*GIVEN TEXT*.

Friday, September 6, 2013

World's First Train Robbery & The Reno Gang ~ by Ramona K. Cecil

 

If someone were to ask you where the world’s first train robbery took place, you might guess a location west of the Mississippi River, or maybe even somewhere in Europe like London or Paris. But you’d be wrong.
 
The world’s first train robbery occurred in 1866, right outside my own hometown of Seymour, Indiana. That crime and the Reno gang that perpetrated it, are among our town’s claims to fame, or perhaps a better word would be “infamy.”
 
Four members of the Reno gang
The Reno Gang, also known as The Jackson Thieves, was the first “brotherhood of outlaws.” Though not generally as well known as the James (Jesse) or Dalton gangs of Missouri and Kansas, the Renos were every bit as ruthless if not more so.

*SUPPLIED RECORDS*.
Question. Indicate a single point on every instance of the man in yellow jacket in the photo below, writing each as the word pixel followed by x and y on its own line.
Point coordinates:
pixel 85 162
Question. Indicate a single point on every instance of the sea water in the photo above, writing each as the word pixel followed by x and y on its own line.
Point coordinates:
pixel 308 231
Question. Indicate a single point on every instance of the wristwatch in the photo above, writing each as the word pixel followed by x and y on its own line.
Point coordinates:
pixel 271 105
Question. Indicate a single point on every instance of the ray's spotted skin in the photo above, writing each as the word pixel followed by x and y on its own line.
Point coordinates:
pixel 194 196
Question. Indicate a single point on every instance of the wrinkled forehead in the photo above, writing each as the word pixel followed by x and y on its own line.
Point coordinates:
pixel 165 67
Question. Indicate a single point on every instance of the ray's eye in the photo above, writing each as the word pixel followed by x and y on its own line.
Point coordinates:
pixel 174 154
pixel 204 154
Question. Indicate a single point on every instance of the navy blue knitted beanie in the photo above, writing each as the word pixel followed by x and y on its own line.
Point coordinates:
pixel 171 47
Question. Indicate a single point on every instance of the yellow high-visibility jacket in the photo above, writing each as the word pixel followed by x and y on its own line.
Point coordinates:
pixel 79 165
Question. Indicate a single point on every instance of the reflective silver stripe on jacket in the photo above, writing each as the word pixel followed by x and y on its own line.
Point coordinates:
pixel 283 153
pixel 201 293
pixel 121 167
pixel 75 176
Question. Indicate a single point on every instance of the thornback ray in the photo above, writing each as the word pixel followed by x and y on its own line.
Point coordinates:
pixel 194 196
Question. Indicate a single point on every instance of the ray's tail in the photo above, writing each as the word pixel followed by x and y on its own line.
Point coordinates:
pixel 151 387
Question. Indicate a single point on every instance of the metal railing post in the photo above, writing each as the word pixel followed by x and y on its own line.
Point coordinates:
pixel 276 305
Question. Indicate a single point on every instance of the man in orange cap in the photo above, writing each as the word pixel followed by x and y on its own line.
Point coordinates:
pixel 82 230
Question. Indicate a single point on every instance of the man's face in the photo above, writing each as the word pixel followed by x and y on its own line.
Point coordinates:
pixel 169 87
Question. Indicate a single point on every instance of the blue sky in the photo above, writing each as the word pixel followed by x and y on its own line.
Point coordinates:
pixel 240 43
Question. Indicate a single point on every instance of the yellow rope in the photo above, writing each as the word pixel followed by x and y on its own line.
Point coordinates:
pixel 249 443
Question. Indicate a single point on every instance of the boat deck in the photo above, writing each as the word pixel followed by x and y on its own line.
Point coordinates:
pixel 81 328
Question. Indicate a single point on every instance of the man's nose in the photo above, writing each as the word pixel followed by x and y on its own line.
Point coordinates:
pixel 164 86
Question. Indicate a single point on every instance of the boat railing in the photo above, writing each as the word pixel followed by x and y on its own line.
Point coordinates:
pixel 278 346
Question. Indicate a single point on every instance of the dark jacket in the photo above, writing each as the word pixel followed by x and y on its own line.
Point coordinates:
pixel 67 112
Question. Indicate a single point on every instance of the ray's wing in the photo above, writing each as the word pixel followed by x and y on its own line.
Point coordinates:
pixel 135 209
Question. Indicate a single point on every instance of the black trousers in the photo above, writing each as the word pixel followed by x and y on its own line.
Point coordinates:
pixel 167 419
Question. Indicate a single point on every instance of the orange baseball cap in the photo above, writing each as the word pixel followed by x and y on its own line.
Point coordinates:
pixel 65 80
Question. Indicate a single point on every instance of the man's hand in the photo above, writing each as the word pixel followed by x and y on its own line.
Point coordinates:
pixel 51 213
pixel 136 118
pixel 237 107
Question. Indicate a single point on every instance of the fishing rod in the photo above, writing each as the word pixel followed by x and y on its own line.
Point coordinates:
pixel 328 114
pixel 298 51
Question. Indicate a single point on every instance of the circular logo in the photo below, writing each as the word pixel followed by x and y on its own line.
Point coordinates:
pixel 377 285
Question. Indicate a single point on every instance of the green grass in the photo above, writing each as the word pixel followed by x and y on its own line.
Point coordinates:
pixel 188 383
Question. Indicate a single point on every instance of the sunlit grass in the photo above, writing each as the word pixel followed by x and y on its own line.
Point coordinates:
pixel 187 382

*INSTRUCTION*. Copy the train robbery post between "Friday, September 6, 2013" and "not more so.", inclusive, and change "ruthless" to "brutal". The material was taken from a separate source.

*WRITTEN RESPONSE*.
Friday, September 6, 2013

World's First Train Robbery & The Reno Gang ~ by Ramona K. Cecil

 

If someone were to ask you where the world’s first train robbery took place, you might guess a location west of the Mississippi River, or maybe even somewhere in Europe like London or Paris. But you’d be wrong.
 
The world’s first train robbery occurred in 1866, right outside my own hometown of Seymour, Indiana. That crime and the Reno gang that perpetrated it, are among our town’s claims to fame, or perhaps a better word would be “infamy.”
 
Four members of the Reno gang
The Reno Gang, also known as The Jackson Thieves, was the first “brotherhood of outlaws.” Though not generally as well known as the James (Jesse) or Dalton gangs of Missouri and Kansas, the Renos were every bit as brutal if not more so.